Trecho da fonte ::
════════

A recém-descoberta ´fase adormecida´ em células-tronco pode promover o tratamento do tumor cerebral

(Jezperklauzen / Getty Images)

O corpo humano contém centenas de tipos diferentes de células, com células-tronco funcionando como telas em branco que podem ser adaptadas e reproduzidas para ajudar nossos tecidos a crescer e se reparar. No entanto, uma vez sequestrado, o mesmo tipo de proliferação celular pode ser prejudicial, como acontece em tumores cancerígenos.

Os cientistas descobriram agora uma nova fase de repouso para as células neuroepiteliais – as células-tronco do sistema nervoso central – que parece colocá-las em uma espécie de dormência. Se pudermos descobrir como aplicar isso também às células cancerosas, poderemos chegar ao estágio de sermos capazes de colocar os tumores cerebrais para ‘dormir’.

“A principal característica de qualquer câncer é que as células estão proliferando”, diz o engenheiro biomédico Christopher Plaisier, da Arizona State University. “Se pudéssemos entrar lá e descobrir quais são os mecanismos, esse poderia ser um lugar para desacelerá-los.”

════════

Requisito ::
Responda sobre o texto a respeito das células-tronco:
(a) Com o que o texto compara as células-tronco?
(b) Que nome o texto dá às células-tronco do sistema nervoso central?
(c) De que universidade é o engenheiro biomédico Christopher Plaisier?
Os dados são um material à parte, sem relação com o texto.

Conjunto de dados ::
════════

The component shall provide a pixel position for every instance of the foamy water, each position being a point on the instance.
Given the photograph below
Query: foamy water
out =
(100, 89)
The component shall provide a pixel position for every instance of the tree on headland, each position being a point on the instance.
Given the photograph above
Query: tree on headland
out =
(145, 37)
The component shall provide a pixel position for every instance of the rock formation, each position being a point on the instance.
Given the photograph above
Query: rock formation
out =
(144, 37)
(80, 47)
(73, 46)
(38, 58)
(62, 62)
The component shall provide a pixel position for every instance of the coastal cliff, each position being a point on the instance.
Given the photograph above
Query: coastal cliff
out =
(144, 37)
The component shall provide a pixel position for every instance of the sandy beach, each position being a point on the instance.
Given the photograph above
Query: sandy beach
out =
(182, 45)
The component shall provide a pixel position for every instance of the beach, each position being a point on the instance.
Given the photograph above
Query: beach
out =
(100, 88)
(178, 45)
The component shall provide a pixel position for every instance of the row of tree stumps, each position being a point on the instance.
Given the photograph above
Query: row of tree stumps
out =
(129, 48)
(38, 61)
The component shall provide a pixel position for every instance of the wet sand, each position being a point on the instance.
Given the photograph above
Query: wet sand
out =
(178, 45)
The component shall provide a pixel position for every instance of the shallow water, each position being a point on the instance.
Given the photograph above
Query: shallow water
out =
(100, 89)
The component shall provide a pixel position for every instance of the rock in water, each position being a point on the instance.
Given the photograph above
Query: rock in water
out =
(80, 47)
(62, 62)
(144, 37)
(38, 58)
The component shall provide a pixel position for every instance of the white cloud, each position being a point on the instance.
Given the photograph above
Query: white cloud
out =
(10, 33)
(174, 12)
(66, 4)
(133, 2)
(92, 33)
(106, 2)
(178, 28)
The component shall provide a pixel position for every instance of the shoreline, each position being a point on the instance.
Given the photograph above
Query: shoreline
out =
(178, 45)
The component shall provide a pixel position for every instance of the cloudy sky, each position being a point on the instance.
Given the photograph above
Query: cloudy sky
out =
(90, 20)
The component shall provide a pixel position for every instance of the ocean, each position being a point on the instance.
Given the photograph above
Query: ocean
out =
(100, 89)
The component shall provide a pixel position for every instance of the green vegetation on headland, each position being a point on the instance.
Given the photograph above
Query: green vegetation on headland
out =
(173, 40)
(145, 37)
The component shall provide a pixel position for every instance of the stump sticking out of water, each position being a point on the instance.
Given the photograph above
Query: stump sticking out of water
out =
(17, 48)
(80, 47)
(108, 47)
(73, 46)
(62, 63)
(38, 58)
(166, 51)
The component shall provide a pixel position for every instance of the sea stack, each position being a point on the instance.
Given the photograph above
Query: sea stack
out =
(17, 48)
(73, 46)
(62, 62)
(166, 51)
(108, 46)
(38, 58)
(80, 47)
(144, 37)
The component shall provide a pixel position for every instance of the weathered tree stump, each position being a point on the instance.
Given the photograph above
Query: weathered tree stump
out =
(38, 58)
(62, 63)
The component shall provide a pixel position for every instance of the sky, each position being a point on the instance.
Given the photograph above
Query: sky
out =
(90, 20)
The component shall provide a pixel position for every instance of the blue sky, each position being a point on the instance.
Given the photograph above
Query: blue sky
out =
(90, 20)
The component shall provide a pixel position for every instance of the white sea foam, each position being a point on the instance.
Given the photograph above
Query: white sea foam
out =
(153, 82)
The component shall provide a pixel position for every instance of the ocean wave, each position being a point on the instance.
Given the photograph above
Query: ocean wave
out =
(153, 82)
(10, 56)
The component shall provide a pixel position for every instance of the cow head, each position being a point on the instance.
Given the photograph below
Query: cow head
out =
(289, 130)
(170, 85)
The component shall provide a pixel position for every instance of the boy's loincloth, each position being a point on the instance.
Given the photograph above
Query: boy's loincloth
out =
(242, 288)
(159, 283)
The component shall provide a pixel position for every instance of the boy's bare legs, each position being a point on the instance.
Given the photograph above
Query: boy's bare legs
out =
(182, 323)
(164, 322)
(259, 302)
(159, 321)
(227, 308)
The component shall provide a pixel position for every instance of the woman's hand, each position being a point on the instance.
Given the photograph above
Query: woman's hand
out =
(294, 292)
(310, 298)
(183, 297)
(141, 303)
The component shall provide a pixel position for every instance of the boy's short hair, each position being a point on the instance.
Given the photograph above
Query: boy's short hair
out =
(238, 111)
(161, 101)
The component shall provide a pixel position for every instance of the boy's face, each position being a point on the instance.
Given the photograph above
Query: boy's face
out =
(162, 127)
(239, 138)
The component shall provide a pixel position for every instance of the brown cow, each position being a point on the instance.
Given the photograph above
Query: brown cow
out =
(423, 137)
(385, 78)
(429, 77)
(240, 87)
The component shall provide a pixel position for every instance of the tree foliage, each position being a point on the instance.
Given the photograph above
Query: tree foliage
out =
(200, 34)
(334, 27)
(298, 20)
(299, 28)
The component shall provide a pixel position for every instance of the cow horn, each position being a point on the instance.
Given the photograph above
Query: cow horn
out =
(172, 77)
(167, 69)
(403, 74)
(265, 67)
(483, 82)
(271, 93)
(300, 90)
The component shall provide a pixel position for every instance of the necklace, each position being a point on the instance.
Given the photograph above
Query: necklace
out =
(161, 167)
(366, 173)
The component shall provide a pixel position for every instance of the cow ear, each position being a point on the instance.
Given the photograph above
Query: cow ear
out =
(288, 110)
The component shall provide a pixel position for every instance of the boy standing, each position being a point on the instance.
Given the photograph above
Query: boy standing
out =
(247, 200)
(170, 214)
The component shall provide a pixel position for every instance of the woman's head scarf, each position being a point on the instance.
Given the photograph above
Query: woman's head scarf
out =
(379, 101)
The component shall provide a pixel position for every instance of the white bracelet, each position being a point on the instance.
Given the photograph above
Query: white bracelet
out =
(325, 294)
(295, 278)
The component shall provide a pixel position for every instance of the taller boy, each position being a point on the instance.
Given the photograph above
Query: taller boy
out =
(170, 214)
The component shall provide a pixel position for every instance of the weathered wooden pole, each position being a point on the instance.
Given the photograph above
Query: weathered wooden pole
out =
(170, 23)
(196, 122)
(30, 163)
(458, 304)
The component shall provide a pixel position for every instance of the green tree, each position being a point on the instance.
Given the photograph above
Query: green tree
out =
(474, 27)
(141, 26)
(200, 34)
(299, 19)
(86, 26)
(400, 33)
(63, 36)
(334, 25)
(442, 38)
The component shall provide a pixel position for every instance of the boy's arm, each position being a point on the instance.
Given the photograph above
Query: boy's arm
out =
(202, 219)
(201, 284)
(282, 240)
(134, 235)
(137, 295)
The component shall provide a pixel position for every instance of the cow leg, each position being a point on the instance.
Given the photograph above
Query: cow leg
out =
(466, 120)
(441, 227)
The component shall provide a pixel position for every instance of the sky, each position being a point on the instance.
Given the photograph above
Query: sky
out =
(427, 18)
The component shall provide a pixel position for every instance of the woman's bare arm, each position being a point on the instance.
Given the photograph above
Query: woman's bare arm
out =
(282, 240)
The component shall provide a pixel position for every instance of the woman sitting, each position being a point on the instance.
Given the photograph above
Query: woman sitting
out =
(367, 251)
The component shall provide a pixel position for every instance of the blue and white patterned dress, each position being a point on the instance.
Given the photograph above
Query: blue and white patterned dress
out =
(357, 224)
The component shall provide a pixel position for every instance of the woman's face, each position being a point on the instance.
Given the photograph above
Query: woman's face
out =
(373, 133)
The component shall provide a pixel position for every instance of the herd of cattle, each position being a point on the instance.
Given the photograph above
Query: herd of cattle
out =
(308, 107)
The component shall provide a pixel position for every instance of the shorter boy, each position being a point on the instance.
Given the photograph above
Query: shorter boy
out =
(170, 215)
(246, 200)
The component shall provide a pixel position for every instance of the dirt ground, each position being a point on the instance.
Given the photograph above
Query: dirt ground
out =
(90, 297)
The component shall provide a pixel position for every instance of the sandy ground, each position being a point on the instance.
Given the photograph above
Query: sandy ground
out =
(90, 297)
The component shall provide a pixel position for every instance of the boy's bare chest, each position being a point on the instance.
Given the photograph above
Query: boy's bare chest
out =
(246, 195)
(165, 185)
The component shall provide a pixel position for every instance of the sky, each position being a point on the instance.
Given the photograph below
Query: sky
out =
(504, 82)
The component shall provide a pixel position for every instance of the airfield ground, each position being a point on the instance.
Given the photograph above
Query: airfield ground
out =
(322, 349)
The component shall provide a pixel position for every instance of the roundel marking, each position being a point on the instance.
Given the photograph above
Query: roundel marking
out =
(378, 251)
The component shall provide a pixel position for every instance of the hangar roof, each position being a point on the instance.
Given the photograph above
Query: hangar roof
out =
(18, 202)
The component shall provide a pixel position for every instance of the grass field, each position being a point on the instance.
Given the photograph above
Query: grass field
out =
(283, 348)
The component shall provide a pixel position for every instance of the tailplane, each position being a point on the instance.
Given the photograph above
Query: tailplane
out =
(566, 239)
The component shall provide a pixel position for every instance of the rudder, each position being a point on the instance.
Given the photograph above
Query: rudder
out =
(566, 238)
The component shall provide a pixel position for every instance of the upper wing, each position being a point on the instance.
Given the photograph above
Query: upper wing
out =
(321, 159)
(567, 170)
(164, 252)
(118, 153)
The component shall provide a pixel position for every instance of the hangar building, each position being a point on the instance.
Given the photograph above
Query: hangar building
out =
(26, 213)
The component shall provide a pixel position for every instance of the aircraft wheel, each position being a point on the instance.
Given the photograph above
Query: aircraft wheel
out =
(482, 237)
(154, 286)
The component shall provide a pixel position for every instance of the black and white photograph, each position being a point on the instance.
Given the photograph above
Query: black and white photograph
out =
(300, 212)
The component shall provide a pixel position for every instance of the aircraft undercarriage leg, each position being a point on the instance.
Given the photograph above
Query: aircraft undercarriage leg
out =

════════

Exercício resolvido ::
(a) Com telas em branco que podem ser adaptadas e reproduzidas para ajudar os tecidos a crescer e se reparar.
(b) Células neuroepiteliais.
(c) Da Arizona State University.